(What to work on)
**a.** Under the contract excerpt, what is any liability of Redpaddle limited to?
**b.** How many lines in the records contain the string "sheep"? Reply with the number alone.

Indemnification. Each party agrees to indemnify the other party hereto and to hold the indemnified party harmless from and against any and all liability, loss, damage, claim and expense, including reasonable legal fees and expenses that may be incurred by the indemnified party, arising out of or related to the indemnifying party’s breach of any of the foregoing representations and warranties or non-fulfillment of any obligation hereunder to be performed by the indemnifying party. Each party shall promptly notify the other party of any threat of a claim that such party becomes aware of and that may give rise to a request for indemnification hereunder.

No Liability. Under no circumstances shall either party be liable for any indirect, incidental, consequential, special or punitive damages of any kind or nature (even if such damages are foreseeable, and whether or not such party had been advised of the possibility of such damages) arising from any aspect of the relationship provided for herein. Without limiting the generality of the foregoing, any liability of Redpaddle shall be limited to the total amount paid to Partner by Redpaddle under this Agreement.

Non Exclusive Partnerships and Agreements. This Agreement, under no circumstances, shall allow for either Redpaddle, Inc or Partner to have any exclusivity agreements for business and services with advertisers, publishers, or any other partners and companies that such parties have current or future agreements and contracts signed with. Partner and Redpaddle, Inc. may do business as necessary with any and all future clients and partners as required by each company.

Entire Agreement. This Agreement and subsequent Schedules and Amendments constitutes the entire agreement between the parties with respect to the subject matter hereof. No oral promises or representations in connection herewith shall be binding upon either party, nor shall this Agreement be modified in any manner except by amendment in writing executed by the parties hereto.

[Stored data entries]
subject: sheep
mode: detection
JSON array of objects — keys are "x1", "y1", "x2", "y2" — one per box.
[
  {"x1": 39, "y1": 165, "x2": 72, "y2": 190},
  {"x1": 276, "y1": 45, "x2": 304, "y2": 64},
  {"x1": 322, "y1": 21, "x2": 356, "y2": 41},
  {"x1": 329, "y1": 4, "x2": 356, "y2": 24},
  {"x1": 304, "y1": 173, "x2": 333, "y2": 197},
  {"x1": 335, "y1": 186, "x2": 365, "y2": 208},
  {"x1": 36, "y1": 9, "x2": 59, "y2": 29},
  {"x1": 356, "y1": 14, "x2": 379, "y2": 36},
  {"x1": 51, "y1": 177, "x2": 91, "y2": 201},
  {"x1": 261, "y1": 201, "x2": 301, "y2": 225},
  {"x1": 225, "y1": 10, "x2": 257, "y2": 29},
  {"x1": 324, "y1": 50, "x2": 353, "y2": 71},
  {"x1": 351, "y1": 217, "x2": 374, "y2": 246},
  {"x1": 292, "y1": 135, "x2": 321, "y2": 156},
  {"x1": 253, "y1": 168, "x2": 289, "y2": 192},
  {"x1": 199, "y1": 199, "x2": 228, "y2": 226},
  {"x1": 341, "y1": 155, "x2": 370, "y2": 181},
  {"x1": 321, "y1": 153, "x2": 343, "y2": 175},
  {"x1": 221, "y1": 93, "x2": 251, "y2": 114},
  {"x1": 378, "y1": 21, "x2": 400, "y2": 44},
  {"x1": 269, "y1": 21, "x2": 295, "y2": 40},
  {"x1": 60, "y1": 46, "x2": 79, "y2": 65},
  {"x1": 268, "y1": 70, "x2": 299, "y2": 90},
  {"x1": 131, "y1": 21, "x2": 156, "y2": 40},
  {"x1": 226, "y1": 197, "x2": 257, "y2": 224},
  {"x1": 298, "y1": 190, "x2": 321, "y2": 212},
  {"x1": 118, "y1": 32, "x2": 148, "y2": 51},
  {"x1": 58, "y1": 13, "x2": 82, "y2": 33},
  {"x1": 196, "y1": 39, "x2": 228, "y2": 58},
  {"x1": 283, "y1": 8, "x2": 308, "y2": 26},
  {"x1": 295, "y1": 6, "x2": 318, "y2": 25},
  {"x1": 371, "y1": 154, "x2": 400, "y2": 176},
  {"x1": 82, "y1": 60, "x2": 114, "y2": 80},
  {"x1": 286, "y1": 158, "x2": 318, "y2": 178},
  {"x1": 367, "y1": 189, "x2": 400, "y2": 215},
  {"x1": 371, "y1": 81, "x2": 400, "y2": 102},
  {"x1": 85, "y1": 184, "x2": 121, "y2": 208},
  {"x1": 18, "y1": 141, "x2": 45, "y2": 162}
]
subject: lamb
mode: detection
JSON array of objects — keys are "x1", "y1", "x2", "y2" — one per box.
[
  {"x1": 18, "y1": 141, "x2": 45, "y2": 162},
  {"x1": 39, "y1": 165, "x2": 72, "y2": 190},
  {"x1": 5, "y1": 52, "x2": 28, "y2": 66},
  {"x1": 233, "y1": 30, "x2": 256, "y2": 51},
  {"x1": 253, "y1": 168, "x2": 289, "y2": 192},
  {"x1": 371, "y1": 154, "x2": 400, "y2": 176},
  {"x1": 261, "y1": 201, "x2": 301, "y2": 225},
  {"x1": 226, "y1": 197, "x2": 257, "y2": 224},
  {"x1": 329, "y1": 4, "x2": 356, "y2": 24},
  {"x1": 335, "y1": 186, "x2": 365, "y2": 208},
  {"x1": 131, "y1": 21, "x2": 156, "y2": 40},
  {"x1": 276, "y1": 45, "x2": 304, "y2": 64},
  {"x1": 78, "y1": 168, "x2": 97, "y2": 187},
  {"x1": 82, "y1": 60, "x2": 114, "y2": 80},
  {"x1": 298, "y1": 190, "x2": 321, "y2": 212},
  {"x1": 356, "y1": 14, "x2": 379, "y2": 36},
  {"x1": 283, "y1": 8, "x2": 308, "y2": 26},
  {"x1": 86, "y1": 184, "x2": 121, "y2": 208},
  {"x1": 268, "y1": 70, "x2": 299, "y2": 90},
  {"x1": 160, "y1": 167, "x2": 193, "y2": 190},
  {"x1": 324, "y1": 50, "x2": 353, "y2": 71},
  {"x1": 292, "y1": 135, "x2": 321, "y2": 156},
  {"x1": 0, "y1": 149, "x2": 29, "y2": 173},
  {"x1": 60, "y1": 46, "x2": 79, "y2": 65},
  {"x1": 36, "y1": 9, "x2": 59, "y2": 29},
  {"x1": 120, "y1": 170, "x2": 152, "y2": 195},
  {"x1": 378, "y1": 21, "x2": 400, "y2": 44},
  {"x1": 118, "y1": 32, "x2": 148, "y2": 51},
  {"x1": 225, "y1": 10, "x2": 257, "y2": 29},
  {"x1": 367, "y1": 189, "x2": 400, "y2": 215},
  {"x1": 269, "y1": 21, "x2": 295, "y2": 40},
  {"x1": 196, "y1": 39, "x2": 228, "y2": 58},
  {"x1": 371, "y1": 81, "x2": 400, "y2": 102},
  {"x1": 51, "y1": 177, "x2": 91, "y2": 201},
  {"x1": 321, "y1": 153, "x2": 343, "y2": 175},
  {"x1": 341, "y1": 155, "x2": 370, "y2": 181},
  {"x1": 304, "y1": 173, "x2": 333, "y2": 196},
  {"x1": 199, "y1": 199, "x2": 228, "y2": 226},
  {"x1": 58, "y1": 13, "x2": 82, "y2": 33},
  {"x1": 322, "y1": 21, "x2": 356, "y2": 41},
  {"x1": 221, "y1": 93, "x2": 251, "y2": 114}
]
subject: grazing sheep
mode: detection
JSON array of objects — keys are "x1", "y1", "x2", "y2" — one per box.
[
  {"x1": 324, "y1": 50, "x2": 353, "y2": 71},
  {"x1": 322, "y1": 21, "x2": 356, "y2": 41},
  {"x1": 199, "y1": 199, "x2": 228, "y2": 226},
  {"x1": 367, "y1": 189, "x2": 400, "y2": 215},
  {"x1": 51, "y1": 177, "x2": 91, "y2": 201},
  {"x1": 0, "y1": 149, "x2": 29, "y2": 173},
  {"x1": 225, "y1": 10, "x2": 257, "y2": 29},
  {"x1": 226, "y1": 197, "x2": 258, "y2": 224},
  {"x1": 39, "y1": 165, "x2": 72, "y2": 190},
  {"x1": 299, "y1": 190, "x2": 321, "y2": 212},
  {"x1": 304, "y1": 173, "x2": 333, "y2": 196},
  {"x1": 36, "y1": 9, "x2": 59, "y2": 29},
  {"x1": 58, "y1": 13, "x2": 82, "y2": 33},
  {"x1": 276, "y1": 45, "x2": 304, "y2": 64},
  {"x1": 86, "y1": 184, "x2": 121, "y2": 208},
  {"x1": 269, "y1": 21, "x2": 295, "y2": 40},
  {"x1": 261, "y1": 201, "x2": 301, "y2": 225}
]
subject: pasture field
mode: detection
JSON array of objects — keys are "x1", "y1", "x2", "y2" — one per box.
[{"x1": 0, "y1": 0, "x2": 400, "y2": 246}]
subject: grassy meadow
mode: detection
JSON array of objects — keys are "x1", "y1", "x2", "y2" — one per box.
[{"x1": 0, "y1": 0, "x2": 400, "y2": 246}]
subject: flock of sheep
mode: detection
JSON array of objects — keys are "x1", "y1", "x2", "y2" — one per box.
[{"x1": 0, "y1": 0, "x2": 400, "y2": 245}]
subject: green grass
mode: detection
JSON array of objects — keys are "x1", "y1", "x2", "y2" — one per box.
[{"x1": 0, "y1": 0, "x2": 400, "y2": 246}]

(Solutions)
**a.** The total amount paid to Partner by Redpaddle under this Agreement.

**b.** 3